▶ [Prompt]: Reproduce word for word the lines of the material below, starting at the line that contains "Each <instance> block identifies" and stopping after the line that contains "positive clicks: (676, 606)".

▶ [Records shown]:
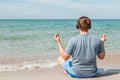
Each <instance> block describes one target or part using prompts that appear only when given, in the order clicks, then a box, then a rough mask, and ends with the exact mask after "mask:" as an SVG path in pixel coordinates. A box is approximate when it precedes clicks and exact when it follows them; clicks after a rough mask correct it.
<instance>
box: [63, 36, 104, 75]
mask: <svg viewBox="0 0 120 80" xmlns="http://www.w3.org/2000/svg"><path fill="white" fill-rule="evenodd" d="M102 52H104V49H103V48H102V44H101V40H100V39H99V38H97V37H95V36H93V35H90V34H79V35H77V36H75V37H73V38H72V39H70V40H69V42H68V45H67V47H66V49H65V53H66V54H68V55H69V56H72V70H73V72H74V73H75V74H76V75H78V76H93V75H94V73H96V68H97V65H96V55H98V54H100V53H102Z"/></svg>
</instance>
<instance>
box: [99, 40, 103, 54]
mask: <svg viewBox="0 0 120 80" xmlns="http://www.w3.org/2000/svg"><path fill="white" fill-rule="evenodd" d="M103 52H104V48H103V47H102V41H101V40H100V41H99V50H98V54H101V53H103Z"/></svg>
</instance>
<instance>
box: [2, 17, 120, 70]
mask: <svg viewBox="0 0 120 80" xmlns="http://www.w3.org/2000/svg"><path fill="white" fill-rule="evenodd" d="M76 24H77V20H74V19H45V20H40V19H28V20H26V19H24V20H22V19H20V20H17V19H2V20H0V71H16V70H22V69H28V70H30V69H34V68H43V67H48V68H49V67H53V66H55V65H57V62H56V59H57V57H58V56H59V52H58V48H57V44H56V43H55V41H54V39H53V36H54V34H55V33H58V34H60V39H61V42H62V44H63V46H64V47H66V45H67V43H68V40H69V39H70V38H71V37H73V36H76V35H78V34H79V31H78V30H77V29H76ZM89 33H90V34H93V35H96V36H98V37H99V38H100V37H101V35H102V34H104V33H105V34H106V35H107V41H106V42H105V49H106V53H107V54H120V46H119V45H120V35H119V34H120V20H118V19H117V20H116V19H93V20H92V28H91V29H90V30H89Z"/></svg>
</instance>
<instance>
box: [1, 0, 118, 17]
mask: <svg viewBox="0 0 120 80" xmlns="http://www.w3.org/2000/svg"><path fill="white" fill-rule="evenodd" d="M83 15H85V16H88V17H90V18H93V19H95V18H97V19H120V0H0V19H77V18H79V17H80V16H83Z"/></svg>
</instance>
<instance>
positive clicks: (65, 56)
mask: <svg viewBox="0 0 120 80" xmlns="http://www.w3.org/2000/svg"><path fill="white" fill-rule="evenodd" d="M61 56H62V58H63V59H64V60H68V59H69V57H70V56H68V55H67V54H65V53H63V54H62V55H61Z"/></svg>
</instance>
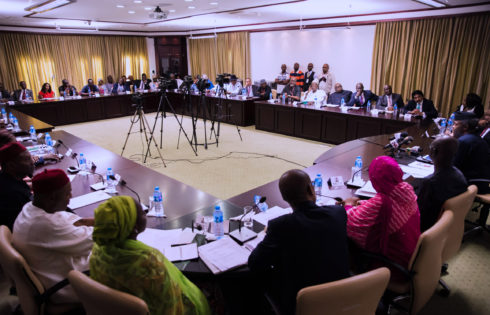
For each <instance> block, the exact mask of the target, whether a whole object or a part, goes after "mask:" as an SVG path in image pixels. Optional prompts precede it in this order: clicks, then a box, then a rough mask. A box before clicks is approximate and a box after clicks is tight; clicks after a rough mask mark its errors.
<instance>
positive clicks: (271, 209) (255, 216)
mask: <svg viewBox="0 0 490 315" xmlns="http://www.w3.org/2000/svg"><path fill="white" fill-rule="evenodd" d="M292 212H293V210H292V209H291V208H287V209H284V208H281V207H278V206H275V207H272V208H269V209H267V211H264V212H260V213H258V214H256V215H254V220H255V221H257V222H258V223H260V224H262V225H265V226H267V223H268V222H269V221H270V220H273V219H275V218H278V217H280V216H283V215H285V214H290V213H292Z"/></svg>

==

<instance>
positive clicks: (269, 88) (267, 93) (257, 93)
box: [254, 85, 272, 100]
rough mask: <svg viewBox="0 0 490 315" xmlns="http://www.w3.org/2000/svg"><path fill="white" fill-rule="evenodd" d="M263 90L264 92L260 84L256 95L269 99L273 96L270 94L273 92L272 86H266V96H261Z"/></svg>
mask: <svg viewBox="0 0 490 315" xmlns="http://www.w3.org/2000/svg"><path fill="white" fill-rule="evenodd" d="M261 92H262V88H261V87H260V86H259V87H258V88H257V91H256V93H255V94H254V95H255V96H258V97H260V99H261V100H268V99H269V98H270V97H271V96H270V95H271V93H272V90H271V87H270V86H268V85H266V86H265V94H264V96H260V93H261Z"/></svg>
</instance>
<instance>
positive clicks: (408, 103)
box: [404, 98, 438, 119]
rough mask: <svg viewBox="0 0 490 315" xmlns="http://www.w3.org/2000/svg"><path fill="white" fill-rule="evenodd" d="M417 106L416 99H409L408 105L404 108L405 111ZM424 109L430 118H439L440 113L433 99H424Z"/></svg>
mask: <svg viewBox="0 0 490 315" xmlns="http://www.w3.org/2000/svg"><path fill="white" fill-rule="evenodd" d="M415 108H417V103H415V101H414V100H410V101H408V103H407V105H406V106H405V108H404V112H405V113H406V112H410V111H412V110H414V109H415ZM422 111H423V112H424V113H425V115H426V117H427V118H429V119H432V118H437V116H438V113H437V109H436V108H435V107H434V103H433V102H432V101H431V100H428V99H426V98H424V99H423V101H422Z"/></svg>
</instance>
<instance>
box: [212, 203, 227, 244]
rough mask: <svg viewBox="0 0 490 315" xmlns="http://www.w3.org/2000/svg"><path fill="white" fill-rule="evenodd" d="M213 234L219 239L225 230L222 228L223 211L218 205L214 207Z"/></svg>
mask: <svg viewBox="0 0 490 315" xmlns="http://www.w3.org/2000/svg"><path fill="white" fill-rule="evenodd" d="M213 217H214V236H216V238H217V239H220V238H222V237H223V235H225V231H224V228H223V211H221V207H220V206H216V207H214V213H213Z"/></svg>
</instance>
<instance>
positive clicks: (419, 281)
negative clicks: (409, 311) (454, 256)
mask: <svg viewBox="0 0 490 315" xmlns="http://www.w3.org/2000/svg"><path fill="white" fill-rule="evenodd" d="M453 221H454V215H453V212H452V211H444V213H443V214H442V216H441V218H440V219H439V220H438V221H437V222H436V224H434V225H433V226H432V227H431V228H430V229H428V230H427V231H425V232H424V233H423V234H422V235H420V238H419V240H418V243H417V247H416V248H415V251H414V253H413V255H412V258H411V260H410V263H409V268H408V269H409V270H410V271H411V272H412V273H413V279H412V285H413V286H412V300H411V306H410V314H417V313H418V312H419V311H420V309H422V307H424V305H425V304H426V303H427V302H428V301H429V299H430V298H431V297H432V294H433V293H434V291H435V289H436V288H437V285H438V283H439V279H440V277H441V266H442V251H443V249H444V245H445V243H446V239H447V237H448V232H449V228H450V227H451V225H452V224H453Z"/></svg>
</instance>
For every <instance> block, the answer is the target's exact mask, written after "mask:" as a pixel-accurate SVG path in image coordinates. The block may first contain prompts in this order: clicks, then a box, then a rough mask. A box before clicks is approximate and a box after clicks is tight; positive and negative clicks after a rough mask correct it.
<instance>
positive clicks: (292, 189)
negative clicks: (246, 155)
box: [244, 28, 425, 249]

--

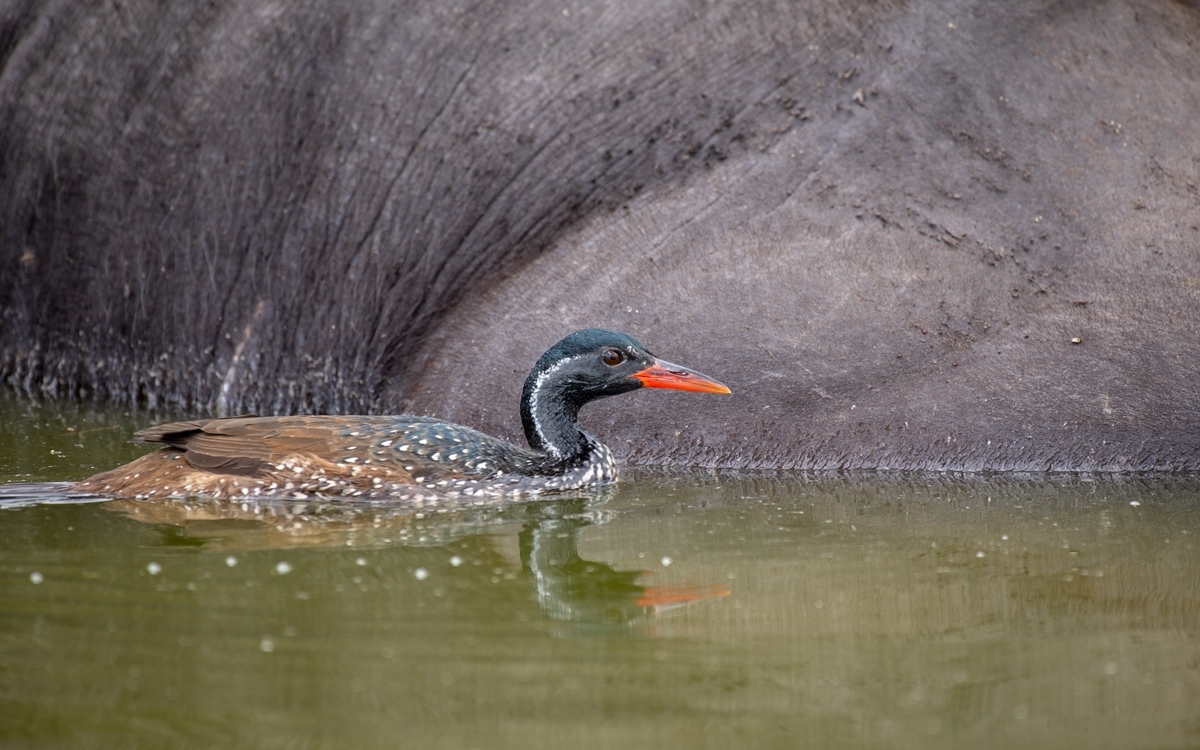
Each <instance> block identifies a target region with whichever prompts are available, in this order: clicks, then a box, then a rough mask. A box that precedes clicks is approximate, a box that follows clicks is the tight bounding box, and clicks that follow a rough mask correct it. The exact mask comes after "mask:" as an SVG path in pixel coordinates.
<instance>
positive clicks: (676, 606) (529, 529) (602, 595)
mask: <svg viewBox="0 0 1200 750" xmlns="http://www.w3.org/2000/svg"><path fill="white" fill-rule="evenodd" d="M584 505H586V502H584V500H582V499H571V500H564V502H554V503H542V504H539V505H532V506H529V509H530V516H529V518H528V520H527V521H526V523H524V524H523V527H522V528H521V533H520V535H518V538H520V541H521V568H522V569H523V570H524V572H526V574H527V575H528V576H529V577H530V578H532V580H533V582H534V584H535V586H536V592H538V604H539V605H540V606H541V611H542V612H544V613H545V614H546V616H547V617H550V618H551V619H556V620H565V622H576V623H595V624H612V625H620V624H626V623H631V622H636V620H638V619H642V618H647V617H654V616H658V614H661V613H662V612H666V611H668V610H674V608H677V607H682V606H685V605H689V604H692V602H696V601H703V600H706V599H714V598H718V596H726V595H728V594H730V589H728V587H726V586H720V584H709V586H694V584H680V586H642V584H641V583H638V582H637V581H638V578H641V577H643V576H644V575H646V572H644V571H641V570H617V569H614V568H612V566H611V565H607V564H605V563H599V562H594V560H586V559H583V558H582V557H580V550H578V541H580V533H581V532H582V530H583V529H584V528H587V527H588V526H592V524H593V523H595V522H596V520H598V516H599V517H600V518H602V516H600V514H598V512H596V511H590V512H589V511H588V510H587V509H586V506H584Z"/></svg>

▶ [Response to this task]:
Each <instance> block identifies a target region with whichever prompts are available, in this order: clicks, then a box, then a rough mask. A box that precedes clicks is approximate, a box that follows clicks is the tight bounding box, and clicks that follow a rough mask correct it. The exact mask comes after "mask:" as an SVG path in pixel coordinates.
<instance>
positive clicks: (676, 606) (529, 529) (602, 595)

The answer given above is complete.